**Your assignment:**
Please reproduce the data below exactly, from the first line through the line containing "of the arched", and leave every later line out.

**Stored data entries:**
+++++
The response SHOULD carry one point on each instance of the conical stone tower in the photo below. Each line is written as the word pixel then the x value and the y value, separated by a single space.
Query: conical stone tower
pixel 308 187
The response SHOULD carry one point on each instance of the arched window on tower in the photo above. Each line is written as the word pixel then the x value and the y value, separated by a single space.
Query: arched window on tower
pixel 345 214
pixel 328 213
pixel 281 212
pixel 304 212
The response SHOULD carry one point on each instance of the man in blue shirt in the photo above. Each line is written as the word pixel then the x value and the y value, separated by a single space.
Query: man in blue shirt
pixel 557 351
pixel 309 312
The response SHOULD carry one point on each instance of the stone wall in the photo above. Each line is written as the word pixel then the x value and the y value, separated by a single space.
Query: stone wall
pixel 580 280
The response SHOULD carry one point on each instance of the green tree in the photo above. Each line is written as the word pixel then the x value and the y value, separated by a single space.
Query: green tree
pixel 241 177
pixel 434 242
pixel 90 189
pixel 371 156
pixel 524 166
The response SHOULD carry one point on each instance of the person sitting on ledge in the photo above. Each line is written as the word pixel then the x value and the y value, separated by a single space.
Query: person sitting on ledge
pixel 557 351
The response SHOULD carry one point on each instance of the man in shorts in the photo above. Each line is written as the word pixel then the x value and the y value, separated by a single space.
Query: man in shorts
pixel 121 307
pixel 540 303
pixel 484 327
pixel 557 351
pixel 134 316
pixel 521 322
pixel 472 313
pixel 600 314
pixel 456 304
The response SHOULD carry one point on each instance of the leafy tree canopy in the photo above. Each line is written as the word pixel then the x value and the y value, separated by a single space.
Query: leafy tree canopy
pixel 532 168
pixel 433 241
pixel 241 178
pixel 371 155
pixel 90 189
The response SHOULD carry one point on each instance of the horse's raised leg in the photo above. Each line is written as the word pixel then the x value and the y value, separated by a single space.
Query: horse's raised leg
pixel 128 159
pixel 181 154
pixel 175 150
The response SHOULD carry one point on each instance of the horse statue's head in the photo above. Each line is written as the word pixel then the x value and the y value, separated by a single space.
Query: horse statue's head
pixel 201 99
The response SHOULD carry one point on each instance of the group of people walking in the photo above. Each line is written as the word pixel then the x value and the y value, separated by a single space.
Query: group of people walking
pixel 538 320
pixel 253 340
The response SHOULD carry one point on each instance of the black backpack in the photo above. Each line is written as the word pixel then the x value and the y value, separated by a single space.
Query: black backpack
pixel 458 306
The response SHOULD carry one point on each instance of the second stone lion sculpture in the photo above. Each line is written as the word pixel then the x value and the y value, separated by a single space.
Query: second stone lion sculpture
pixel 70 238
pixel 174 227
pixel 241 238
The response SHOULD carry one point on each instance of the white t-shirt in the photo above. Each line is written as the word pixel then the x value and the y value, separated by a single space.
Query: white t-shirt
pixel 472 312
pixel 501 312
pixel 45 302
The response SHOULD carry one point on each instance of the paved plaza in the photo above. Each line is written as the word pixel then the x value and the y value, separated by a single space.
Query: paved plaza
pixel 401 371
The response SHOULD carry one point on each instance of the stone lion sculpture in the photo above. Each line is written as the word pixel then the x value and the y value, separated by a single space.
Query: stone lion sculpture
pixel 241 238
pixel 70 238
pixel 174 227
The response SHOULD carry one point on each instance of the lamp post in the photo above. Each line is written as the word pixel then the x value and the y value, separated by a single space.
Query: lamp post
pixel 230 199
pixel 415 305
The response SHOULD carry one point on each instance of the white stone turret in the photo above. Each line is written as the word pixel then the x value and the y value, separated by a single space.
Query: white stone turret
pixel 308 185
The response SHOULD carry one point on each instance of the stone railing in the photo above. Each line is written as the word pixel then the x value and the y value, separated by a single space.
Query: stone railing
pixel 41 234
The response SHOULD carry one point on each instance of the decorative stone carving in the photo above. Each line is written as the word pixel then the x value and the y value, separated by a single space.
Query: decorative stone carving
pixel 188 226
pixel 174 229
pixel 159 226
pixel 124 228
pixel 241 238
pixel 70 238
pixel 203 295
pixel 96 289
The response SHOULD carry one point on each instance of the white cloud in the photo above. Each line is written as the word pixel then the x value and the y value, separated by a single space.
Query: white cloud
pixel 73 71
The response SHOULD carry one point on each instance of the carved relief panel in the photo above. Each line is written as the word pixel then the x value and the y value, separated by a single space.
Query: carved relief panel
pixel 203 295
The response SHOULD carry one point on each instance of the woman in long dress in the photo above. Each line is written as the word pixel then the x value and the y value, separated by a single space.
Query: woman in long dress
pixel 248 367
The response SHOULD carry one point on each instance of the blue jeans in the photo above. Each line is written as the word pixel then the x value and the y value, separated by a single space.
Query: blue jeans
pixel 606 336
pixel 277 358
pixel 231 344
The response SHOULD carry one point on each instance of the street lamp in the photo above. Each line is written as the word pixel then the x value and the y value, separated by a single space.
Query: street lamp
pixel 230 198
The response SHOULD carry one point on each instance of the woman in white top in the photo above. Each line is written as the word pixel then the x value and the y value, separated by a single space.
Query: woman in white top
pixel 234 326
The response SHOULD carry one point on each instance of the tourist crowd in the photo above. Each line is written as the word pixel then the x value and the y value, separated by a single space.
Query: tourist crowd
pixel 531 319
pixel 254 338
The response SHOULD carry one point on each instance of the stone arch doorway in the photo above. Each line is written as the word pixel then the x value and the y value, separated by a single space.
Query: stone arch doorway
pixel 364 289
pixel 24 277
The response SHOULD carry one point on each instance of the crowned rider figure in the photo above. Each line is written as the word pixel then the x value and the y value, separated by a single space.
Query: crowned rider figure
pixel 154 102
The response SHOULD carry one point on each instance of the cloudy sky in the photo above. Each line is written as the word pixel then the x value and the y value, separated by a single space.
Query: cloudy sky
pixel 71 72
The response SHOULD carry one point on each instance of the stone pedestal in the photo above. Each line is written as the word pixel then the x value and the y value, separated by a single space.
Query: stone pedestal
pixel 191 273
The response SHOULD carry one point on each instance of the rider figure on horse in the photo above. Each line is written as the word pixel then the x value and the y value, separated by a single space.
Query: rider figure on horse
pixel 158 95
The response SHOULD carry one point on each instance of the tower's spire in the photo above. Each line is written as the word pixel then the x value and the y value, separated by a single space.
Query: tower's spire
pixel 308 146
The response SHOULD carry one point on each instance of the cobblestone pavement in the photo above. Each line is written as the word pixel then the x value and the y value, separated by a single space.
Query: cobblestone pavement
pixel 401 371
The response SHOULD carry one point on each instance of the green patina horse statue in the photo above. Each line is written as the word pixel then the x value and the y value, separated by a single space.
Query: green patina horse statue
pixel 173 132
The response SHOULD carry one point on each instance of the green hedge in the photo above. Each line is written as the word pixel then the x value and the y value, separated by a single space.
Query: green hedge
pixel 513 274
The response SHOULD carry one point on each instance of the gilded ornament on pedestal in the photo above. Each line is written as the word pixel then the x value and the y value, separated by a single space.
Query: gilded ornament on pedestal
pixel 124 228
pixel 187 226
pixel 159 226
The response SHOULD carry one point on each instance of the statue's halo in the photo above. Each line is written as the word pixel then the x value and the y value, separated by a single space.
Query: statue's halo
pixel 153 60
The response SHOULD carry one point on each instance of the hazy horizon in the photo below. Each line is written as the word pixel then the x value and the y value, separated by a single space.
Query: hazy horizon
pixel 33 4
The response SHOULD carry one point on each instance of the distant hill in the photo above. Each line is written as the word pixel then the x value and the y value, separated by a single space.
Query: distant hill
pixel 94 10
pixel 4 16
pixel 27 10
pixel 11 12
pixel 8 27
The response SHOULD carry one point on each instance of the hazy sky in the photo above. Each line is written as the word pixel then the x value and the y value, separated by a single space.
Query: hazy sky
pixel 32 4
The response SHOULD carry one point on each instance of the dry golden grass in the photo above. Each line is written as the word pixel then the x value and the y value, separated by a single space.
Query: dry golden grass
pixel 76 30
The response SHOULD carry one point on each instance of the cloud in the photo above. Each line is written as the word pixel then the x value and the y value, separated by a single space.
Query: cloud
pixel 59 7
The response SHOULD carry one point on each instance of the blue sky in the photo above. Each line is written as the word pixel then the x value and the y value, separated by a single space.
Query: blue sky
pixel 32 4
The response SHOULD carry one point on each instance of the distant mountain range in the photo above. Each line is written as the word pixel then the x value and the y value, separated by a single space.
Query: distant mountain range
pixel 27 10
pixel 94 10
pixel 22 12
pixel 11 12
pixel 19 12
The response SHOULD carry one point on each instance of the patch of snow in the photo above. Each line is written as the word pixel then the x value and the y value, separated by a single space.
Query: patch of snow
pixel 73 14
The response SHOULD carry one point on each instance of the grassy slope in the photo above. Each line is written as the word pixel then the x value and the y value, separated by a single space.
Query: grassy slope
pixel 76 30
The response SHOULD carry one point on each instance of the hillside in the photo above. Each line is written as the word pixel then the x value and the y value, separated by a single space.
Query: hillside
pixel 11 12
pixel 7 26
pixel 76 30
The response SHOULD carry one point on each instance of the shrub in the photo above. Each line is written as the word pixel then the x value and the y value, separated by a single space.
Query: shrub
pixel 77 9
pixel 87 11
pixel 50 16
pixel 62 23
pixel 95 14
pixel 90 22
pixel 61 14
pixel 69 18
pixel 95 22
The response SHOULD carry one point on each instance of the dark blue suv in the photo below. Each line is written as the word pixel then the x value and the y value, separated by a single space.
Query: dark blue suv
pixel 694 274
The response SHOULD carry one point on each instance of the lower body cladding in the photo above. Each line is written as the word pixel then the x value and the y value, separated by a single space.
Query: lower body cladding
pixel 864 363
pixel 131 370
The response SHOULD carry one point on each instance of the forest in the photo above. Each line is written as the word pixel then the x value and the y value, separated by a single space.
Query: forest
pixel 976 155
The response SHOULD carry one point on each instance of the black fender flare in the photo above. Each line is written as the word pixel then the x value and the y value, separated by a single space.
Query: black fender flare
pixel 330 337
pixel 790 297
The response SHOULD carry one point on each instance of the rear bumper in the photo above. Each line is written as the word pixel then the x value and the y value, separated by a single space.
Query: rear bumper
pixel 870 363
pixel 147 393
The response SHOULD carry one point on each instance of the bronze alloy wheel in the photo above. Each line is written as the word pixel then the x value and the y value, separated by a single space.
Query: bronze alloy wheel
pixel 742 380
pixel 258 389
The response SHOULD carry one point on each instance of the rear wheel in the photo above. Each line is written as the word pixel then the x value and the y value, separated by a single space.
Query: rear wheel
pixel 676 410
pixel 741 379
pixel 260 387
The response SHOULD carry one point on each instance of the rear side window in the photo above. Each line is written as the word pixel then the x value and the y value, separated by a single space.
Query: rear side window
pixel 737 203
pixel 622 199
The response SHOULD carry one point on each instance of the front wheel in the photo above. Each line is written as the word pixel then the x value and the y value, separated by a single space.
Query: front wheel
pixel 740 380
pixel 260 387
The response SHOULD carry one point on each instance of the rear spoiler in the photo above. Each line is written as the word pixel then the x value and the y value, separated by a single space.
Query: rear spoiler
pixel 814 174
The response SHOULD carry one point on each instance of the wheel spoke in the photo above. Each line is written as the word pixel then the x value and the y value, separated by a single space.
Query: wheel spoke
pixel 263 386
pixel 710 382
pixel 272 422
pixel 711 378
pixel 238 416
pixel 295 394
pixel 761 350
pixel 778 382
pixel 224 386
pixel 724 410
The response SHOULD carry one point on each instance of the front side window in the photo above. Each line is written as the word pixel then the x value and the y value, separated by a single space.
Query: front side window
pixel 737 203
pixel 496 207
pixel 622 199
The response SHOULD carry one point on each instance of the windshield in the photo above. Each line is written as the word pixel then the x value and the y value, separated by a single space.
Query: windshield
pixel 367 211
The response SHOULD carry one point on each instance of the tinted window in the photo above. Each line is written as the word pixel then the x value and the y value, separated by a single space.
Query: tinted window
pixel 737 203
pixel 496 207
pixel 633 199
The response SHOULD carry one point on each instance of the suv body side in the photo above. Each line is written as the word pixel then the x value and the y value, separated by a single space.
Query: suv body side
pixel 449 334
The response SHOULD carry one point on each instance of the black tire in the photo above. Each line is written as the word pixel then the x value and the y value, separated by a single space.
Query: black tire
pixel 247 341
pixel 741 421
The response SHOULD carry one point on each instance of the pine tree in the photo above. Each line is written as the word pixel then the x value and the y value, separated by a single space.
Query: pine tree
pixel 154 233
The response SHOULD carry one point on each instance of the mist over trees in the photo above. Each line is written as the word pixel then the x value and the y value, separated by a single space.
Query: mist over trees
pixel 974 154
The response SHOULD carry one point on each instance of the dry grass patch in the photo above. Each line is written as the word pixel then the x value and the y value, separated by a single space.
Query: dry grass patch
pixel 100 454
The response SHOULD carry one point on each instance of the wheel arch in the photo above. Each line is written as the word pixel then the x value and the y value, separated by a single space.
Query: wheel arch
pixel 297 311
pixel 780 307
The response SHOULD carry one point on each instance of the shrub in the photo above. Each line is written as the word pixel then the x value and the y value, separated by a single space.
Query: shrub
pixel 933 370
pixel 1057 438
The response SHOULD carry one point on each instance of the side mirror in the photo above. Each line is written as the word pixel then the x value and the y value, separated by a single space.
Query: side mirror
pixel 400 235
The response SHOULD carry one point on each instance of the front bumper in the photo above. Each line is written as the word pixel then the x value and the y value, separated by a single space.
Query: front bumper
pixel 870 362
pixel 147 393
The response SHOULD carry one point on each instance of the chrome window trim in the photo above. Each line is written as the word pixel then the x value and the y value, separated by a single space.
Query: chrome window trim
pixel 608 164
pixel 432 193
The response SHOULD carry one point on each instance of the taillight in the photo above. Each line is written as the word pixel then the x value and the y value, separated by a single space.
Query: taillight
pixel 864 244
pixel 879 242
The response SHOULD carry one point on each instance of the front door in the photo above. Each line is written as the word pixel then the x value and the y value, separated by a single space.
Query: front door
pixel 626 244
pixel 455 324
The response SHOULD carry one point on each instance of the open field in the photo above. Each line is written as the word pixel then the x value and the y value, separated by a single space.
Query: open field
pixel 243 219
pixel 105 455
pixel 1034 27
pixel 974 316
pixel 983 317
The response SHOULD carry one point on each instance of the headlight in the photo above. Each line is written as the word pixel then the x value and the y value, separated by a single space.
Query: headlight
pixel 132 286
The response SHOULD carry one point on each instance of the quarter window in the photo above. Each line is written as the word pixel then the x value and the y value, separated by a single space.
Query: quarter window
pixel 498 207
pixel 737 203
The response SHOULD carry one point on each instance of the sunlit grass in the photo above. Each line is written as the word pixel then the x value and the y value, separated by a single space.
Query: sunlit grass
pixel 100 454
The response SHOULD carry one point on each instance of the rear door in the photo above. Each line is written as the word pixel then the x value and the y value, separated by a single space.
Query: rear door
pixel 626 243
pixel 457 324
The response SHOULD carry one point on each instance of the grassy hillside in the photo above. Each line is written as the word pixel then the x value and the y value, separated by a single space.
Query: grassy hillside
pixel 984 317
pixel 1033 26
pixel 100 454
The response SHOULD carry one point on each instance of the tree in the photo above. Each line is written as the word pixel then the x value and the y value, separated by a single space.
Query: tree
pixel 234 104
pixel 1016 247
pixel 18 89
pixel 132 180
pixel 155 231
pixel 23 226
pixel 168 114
+++++
**Your solution:**
The response SHOULD carry one point on each instance of the conical stone tower in the photo below. Each line is written as the word pixel then the x value and the y value, separated by a single space.
Query: conical stone tower
pixel 308 187
The response SHOULD carry one point on each instance of the arched window on tower in the photo above. Each line is written as the word pixel then the x value and the y value, separated by a single space.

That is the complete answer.